**Problems to solve:**
1 - Answer these questions about the climate denial passage:
(a) What two types of personalities made up the denier cohort?
(b) How does willingness to pay compare with levels of concern, in both developed and developing nations?
(c) In the United States, among whom is denial strongest?
2 - Can you transcribe the climate denial passage, starting with "The rest, making" and going on through "Ignorance is bliss."?

**Provided text:**

★ ★ ★ ★

The rest, making up a group smaller than the majority, but larger than the group accepting the climate crisis as real, were the deniers. Within the denier cohort were two types of personalities: the cynical characters who believed it was all a grand conspiracy, and the optimists who merely scoffed and laughed, stating that it is a natural cycle and we all just need to enjoy life more and not worry about it. Listening to them, I found that my own psychological reaction to their responses swung between deep disappointment and pangs of envy. Ignorance is bliss.

Additionally, studies conducted over several decades that reveal “high levels of concern about the environment in general across most nations […] do not directly translate to willingness to pay to combat climate change. In both developed and developing nations, willingness to pay is found to be lower than levels of concern” (Riley E. Dunlap 2015).

In the United States, the world’s largest economy, denial is strongest among Republican politicians and their supporters. The conservative movement is staunchly Christian and libertarian in its values, making it particularly receptive to denialist propaganda. In their manufacturing of controversy, libertarian think tanks have shaped conservative public opinion, utilising multiple psychological tools that have effectively attacked any efforts to mitigate climate change as threats to their individual freedom, values, and prosperity. The affect on the conservative mind, primed and receptive to this kind of economic patriotism, is a fiercely combative belief that they are absolutely right, that nature was created for human use, and that environmentalism is the new communism (Riley E. Dunlap 2015, 300-332).

★ ★ ★ ★

(Descriptions of regions in natural language)

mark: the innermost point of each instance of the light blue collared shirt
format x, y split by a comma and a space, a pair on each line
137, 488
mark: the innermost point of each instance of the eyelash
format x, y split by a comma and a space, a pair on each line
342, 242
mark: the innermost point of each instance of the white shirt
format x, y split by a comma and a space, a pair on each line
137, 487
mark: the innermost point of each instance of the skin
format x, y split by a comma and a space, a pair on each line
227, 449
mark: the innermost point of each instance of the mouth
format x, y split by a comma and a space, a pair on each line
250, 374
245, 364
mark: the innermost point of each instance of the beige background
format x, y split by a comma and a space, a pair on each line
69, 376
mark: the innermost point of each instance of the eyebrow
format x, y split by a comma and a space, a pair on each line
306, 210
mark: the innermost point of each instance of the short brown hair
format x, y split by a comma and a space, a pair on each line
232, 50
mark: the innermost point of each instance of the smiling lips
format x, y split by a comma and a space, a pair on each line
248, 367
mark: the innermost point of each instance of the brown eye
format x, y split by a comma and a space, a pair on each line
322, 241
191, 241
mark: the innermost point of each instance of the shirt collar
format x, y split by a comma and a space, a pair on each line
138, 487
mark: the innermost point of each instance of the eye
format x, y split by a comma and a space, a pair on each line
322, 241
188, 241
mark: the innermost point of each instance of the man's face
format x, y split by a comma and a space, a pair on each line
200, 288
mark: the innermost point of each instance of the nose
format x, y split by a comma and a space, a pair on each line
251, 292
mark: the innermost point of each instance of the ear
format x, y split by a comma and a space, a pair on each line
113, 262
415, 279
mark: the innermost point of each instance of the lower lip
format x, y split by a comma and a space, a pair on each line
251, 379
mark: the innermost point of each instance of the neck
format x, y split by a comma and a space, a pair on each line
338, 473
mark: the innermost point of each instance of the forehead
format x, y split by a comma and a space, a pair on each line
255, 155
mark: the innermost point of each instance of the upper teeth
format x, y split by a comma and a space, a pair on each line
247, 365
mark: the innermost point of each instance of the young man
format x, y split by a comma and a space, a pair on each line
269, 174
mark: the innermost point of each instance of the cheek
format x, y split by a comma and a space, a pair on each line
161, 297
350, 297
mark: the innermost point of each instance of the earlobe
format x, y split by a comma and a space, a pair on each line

★ ★ ★ ★

**Outputs by task:**
1 -
(a) Cynical characters who believed it was all a grand conspiracy, and optimists who scoffed and laughed, saying it is a natural cycle.
(b) Willingness to pay is found to be lower than levels of concern.
(c) Among Republican politicians and their supporters.

2 -
The rest, making up a group smaller than the majority, but larger than the group accepting the climate crisis as real, were the deniers. Within the denier cohort were two types of personalities: the cynical characters who believed it was all a grand conspiracy, and the optimists who merely scoffed and laughed, stating that it is a natural cycle and we all just need to enjoy life more and not worry about it. Listening to them, I found that my own psychological reaction to their responses swung between deep disappointment and pangs of envy. Ignorance is bliss.